* _Page extract_
——————
Myth 3: If it were really ADHD, someone would have noticed by now.
This one is particularly painful for women.
ADHD in women has only been seriously studied in the past few decades. Before that, the research was conducted almost entirely on boys — which meant that girls and women with ADHD were routinely missed, misdiagnosed, or told their struggles were anxiety, low confidence, or simply not trying hard enough.
Research now shows that women with ADHD experience substantial impairments, often to the same extent as men (Owens et al., 2015). By adulthood, the prevalence of ADHD between men and women is nearly equal. But the diagnostic rates in childhood tell a different story: boys are diagnosed at more than twice the rate of girls (Pastor et al., 2015).
That gap has consequences. It means decades of women reaching adulthood without answers. Without understanding. Without the language to make sense of what was happening in their own minds.
If that is your story, the late diagnosis, the years of wondering what was wrong with you, the sense that everyone else seemed to manage things you found genuinely impossible — you were not imagining it. You were not weak. You were unseen by a system that wasn’t looking for you.
Myth 4: It must be something about how you were raised.
Research consistently identifies genetic and neurological factors — not parenting, not upbringing, not personal choices — as the primary drivers of ADHD (Barkley, 2015).
ADHD runs in families. If a parent has ADHD, there is a 57% chance their child will too. For identical twins, that figure rises to 70–80% (Barkley, 2015).
This matters for two reasons.
First, it means the way you were raised did not cause your ADHD. The parenting you received, however it was, is not the explanation.
——————
[Point localization data]
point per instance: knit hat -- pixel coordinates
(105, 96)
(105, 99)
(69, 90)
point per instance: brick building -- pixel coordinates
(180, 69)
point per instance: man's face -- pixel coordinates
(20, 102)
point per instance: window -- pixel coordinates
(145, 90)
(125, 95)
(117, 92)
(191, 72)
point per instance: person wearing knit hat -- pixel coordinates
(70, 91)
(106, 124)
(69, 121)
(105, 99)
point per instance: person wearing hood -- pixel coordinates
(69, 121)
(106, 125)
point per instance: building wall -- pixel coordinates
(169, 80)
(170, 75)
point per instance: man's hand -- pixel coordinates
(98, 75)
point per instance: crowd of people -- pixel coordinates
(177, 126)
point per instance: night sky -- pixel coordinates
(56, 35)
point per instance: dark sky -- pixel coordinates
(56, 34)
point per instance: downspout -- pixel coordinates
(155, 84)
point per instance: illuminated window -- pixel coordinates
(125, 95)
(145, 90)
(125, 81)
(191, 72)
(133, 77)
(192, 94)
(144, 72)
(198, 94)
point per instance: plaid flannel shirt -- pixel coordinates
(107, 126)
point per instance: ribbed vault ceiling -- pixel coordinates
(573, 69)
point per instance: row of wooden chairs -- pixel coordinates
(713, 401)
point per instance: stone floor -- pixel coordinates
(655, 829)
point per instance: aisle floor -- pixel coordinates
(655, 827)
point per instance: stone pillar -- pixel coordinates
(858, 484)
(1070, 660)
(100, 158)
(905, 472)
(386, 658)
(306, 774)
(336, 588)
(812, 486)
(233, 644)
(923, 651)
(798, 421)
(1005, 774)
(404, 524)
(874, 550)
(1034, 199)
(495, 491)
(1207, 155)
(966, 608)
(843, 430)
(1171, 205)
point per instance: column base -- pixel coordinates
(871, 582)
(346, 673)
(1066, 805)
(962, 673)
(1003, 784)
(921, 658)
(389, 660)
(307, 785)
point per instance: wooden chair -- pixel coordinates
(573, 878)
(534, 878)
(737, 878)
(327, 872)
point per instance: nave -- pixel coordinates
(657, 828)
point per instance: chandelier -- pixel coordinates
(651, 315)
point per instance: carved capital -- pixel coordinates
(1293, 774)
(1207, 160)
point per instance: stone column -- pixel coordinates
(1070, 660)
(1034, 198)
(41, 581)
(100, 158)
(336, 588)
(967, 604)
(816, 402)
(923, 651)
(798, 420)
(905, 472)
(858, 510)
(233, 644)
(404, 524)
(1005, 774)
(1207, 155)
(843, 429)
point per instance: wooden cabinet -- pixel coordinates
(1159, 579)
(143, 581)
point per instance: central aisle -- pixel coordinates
——————
* _Work item_
Please print the passage from the ADHD myths text between "If that is your" and "ADHD (Barkley, 2015).", inclusive.

* _Response below_
If that is your story, the late diagnosis, the years of wondering what was wrong with you, the sense that everyone else seemed to manage things you found genuinely impossible — you were not imagining it. You were not weak. You were unseen by a system that wasn’t looking for you.
Myth 4: It must be something about how you were raised.
Research consistently identifies genetic and neurological factors — not parenting, not upbringing, not personal choices — as the primary drivers of ADHD (Barkley, 2015).